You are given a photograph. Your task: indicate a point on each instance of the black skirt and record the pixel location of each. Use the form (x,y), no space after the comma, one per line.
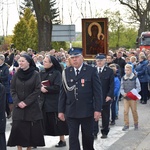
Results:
(53,125)
(26,134)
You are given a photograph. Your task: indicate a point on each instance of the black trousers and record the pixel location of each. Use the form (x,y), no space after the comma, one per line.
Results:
(105,119)
(2,141)
(86,130)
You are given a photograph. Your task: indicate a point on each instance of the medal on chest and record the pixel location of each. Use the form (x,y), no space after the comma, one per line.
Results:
(82,82)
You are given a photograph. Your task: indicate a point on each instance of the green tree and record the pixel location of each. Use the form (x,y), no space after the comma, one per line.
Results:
(21,35)
(33,33)
(25,32)
(120,34)
(139,12)
(46,13)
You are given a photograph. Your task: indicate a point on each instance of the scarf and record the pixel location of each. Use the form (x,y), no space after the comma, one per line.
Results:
(25,75)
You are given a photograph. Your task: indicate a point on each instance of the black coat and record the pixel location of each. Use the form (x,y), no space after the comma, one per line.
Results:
(50,99)
(107,81)
(4,77)
(85,98)
(29,92)
(2,108)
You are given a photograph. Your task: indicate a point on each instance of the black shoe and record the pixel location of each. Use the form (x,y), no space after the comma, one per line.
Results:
(95,137)
(61,144)
(104,136)
(116,118)
(8,116)
(112,123)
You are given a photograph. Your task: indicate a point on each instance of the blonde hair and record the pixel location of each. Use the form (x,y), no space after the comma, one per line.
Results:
(133,59)
(113,67)
(128,66)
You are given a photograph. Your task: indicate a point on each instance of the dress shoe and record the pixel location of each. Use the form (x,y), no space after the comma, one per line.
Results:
(125,128)
(61,144)
(104,136)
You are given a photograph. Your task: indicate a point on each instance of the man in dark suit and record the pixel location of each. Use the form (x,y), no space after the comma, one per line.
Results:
(2,117)
(80,100)
(107,80)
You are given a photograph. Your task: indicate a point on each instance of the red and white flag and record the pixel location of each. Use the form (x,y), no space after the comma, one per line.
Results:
(134,95)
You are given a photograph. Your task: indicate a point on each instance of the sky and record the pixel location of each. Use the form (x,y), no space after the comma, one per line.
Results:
(10,11)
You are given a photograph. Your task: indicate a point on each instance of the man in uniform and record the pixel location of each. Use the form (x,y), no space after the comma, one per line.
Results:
(107,80)
(80,100)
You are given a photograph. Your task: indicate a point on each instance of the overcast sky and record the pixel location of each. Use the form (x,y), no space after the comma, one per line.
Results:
(11,12)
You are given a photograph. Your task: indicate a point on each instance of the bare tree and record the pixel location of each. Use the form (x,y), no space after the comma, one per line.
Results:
(140,12)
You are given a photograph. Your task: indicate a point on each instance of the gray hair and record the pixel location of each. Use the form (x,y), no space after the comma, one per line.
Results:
(2,57)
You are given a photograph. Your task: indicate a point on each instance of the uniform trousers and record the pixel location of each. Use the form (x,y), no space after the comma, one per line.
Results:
(105,119)
(133,105)
(86,130)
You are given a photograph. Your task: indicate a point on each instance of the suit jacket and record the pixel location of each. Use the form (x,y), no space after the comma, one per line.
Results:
(2,108)
(107,81)
(87,95)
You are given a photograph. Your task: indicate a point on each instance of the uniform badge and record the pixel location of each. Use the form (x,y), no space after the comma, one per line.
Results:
(82,82)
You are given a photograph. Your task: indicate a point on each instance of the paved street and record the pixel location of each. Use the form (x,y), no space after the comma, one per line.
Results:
(117,139)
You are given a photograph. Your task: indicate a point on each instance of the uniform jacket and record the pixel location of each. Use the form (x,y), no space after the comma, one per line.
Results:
(4,77)
(29,92)
(2,108)
(87,95)
(107,80)
(50,99)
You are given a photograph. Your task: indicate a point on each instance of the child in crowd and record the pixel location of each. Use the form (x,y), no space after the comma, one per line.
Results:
(128,82)
(116,94)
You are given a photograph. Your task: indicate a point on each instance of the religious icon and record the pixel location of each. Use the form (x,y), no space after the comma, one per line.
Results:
(94,36)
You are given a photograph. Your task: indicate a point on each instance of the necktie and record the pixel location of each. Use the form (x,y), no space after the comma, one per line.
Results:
(100,70)
(77,72)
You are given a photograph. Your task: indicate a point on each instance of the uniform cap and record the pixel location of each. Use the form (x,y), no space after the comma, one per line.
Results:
(75,51)
(100,56)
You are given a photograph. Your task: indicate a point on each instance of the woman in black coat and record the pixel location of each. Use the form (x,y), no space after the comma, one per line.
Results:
(50,96)
(27,128)
(2,117)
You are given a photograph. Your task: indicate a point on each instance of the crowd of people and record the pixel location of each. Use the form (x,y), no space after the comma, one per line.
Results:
(56,92)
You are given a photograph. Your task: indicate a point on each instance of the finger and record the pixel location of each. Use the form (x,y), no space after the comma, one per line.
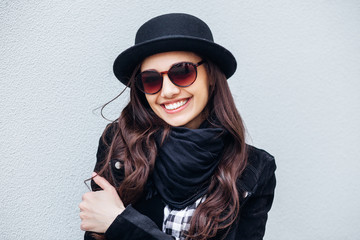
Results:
(102,182)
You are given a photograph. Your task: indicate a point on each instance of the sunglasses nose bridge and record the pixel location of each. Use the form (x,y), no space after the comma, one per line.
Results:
(169,89)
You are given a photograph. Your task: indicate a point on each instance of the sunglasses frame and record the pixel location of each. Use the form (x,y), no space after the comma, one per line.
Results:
(166,72)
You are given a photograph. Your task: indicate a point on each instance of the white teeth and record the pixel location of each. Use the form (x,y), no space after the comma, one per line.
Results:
(176,105)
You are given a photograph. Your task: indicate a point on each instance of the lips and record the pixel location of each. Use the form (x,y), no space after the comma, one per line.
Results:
(175,105)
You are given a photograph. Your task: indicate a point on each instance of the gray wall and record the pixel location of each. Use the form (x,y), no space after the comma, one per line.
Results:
(297,88)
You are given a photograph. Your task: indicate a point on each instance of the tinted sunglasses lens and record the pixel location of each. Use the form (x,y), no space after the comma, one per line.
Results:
(150,82)
(183,74)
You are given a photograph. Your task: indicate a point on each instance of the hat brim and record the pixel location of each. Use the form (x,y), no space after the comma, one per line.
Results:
(126,62)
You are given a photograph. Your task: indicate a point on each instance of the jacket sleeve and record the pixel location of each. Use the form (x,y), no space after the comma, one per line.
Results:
(130,224)
(257,203)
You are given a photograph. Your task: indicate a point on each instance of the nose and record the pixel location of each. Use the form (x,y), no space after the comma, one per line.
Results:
(168,90)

:::::

Skip the pictures, then retype every line above exactly.

You are given a photograph. Your task: indicate a point on each instance of the black skirt and record the pixel location of each. Use the form (x,y), no space after the comma, one per line.
Results:
(53,125)
(26,134)
You are given a photograph. Your task: indicate a point on each instance of the black trousers and record the pixel location of each. Use the form (x,y), no space after the comma, one per line.
Results:
(105,119)
(2,141)
(86,130)
You are given a photograph. Your task: indicate a point on each instance of the medal on chest and record the pixel location of each. Use the form (x,y), no space after the comma, one per line.
Results:
(82,82)
You are given a photograph. Your task: indicate a point on each instance of the green tree and record the pixel location of each. Use the form (x,y), no space after the comma, one per line.
Results:
(21,35)
(33,33)
(25,32)
(120,34)
(139,12)
(46,13)
You are given a photograph. Your task: indicate a point on each instance of the scarf and record the pixel location of each. Use the form (x,y), no space after the comma, one per line.
Results:
(25,75)
You are given a photograph. Your task: indicate a point on each instance of the black coat and record the pixel location of each. Use the form (x,y), no space after the comma, one per line.
Results:
(50,99)
(107,81)
(4,77)
(85,98)
(29,92)
(2,108)
You are given a photograph. Your task: indicate a point on each instance of the black shoe and record the pixel location of each. Use the form (x,y), no space after the comma, one per line.
Results:
(95,137)
(61,144)
(104,136)
(116,118)
(8,116)
(112,123)
You are given a photograph. Your task: indicate a point on each instance of the blonde hair and record the pixel location of each. Use the form (x,y), no space after the comma, one per line.
Results:
(133,59)
(113,67)
(128,66)
You are given a photograph. Your task: indicate a point on each instance of the dress shoe and record the pixel location of each. Use the form (x,y), no space after the comma, one per line.
Results:
(125,128)
(61,144)
(104,136)
You are given a photograph. Your task: indicate a point on each instance of the man in dark suit and record the pixel location of each. Use the form (x,y), no space after the comma, one per line.
Results:
(2,117)
(80,100)
(107,80)
You are given a photograph. Your task: indicate a point on each instance of the red and white flag and record the pixel location of each. Use the form (x,y), no space after the comma, one per line.
Results:
(134,95)
You are given a photograph. Your task: indicate a point on each instance of the sky and record the pixel location of each. Use the form (x,y), no space after the comma, one per line.
Results:
(10,11)
You are given a photograph. Your task: indicate a point on each instance of the man in uniform and record the pixel location of each. Use the form (x,y), no space after the comma, one per line.
Results:
(107,80)
(80,100)
You are given a photograph. Your task: indicate a point on each instance of the overcast sky and record the pixel location of each. Use the form (x,y), no space after the comma, one per line.
Results:
(11,12)
You are given a photograph. Your task: indicate a point on each instance of the bare tree and record the pixel location of each. Use the form (x,y), no space after the comma, one per line.
Results:
(140,12)
You are given a photograph. Your task: indicate a point on each instance of the gray hair and record the pixel location of each. Use the form (x,y), no space after the comma, one per line.
Results:
(2,57)
You are given a photograph. Your task: indicate a point on each instance of the uniform trousers and record the pixel location of each. Use the form (x,y), no space after the comma, one per line.
Results:
(105,119)
(133,105)
(86,130)
You are given a photograph. Your task: indicate a point on each instance of the suit jacket and record the pixel location of each. Use the form (x,y), no space after the comma, one per line.
Results:
(2,108)
(107,81)
(87,95)
You are given a photograph. Your task: indicate a point on each instance of the uniform badge and record the pixel location of each. Use the form (x,y), no space after the comma, one per line.
Results:
(82,82)
You are given a photograph. Your task: indicate a point on each instance of the paved street and record the pixel location of each. Use the form (x,y), no space after the comma, one per line.
Results:
(117,139)
You are given a photograph. Your task: indicate a point on each instance of the uniform jacket and record the pixel location of each. Use the form (x,y), no space after the comma, one per line.
Results:
(4,77)
(29,92)
(2,108)
(87,95)
(107,80)
(50,99)
You are given a photograph. Your task: indicate a point on each instance of the child in crowd and record the pixel location of each. Use the form (x,y), no space after the comma, one per line.
Results:
(128,82)
(116,94)
You are given a photograph. Your task: indicate a point on each instance of the religious icon and record the pixel location of each. Use the form (x,y), no space after the comma, one per line.
Results:
(94,36)
You are given a photograph. Your task: indicate a point on each instance of the necktie and record the pixel location of each. Use the form (x,y), no space after the comma, one per line.
Results:
(100,70)
(77,72)
You are given a photograph. Your task: indicate a point on each instance of the uniform cap and record the pixel location of each. Use the form (x,y), no space after the comma, one per line.
Results:
(75,51)
(100,56)
You are given a photograph. Your task: indicate a point on each instance of the woman in black coat and record the pixel location of each. Use the form (x,y), no space after the comma, one per line.
Results:
(50,96)
(27,128)
(2,117)
You are given a photograph. Your task: indicate a point on each instance of the crowd of people and record the pixel location of each. Use the form (x,y), no space after the comma, one per line.
Results:
(56,92)
You are given a photograph. Your task: indicate a point on each instance of the finger and record the pixel location of each. Use the form (x,y), no space after the comma, one per line.
Results:
(102,182)
You are given a photograph. Your task: indicate a point on each instance of the sunglasses nose bridge and record the pixel location of each. Use the form (x,y), no space after the comma, one per line.
Results:
(169,89)
You are given a photograph. Your task: indicate a point on each instance of the sunglasses frame and record the pixel location of each. Use the form (x,y), no space after the comma, one per line.
Results:
(166,72)
You are given a photograph. Your task: indicate a point on each instance of the white teeth and record the pixel location of each. Use the form (x,y), no space after the comma, one per line.
Results:
(176,105)
You are given a photograph. Your task: indicate a point on each instance of the lips and record the pixel location of each. Use the form (x,y), no space after the comma, one per line.
Results:
(175,105)
You are given a photograph. Your task: indicate a point on each instance of the gray wall and record the pixel location of each. Use the form (x,y), no space after the comma, one per line.
Results:
(297,88)
You are given a photograph. Your task: indicate a point on each instance of the tinted sunglasses lens and record the pixel location of each. Use the form (x,y), no space after the comma, one per line.
Results:
(150,82)
(183,74)
You are given a photograph. Your task: indicate a point on each instance of the hat brim and record the pixel location of each. Use the form (x,y), no space after the comma, one per line.
Results:
(126,62)
You are given a photograph. Your task: indicate a point on each instance of the jacket sleeve and record the pixel location of each. Use the form (x,y), no space after the comma, one per line.
Results:
(130,224)
(257,203)
You are given a photograph. Your task: indicate a point on each instance of the nose and record the pixel location of each. Use the form (x,y), no space after the comma, one per line.
Results:
(168,90)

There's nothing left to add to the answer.